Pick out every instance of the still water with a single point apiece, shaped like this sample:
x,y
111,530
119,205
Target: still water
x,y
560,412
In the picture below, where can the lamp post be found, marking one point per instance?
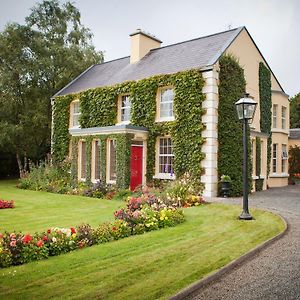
(245, 109)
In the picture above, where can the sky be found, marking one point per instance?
(273, 24)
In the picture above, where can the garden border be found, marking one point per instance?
(232, 265)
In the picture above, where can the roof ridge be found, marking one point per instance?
(198, 38)
(105, 62)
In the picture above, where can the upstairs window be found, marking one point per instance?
(283, 117)
(75, 114)
(274, 158)
(166, 101)
(275, 106)
(284, 159)
(125, 107)
(111, 160)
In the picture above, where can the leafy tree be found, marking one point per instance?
(36, 60)
(295, 111)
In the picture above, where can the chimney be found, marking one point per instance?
(141, 44)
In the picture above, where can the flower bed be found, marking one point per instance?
(6, 204)
(141, 214)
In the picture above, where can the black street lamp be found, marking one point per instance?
(245, 109)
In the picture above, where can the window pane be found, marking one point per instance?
(112, 160)
(83, 160)
(125, 108)
(97, 160)
(166, 103)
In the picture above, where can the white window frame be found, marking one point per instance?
(124, 108)
(74, 114)
(108, 160)
(275, 110)
(158, 174)
(284, 158)
(80, 160)
(159, 104)
(283, 117)
(94, 155)
(274, 158)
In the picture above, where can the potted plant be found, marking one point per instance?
(225, 185)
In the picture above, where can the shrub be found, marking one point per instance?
(6, 204)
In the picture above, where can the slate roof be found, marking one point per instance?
(295, 134)
(193, 54)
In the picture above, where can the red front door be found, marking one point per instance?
(136, 166)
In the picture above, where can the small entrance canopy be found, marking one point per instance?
(140, 133)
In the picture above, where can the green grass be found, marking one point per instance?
(154, 265)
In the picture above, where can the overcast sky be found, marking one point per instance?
(273, 24)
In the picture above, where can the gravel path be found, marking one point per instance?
(275, 272)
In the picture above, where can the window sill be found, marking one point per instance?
(164, 176)
(279, 175)
(169, 119)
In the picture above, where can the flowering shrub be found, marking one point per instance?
(145, 213)
(6, 204)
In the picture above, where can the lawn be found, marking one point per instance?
(154, 265)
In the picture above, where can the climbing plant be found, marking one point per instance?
(259, 181)
(230, 129)
(99, 108)
(265, 101)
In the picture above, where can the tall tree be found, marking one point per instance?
(36, 60)
(295, 111)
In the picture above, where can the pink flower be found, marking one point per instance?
(13, 243)
(40, 243)
(27, 238)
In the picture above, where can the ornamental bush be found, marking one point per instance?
(141, 214)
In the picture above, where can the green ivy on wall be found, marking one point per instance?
(265, 101)
(99, 108)
(258, 182)
(230, 129)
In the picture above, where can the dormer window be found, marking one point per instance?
(165, 102)
(75, 114)
(124, 109)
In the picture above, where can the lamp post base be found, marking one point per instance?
(245, 216)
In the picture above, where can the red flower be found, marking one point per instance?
(40, 243)
(27, 238)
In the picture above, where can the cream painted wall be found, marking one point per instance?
(249, 58)
(140, 46)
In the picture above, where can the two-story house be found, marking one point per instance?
(154, 115)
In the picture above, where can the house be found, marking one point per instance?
(157, 114)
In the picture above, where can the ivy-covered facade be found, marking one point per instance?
(163, 113)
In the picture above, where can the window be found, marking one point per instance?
(284, 158)
(75, 114)
(125, 108)
(96, 160)
(82, 162)
(283, 117)
(275, 106)
(165, 156)
(274, 158)
(112, 175)
(166, 99)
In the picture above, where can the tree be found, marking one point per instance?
(36, 60)
(295, 111)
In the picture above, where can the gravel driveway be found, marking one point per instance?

----

YOUR INSTRUCTIONS: Your answer is the line containing "In the picture above, where can the ivy-covered" plus every line after it through the end of the entries, given again exactly and alone.

SOLUTION TO THIS PROBLEM:
In the picture above, where can the ivy-covered facade be found, marking one point per instance?
(163, 113)
In the picture above, where can the window be found, marking one point per instance?
(284, 158)
(75, 114)
(125, 108)
(96, 160)
(82, 162)
(283, 117)
(275, 106)
(165, 156)
(274, 158)
(112, 175)
(166, 99)
In the picture above, where can the tree be found, marking one point per instance?
(36, 60)
(295, 111)
In the picture above, where can the gravel driveway be found, marking one point per instance?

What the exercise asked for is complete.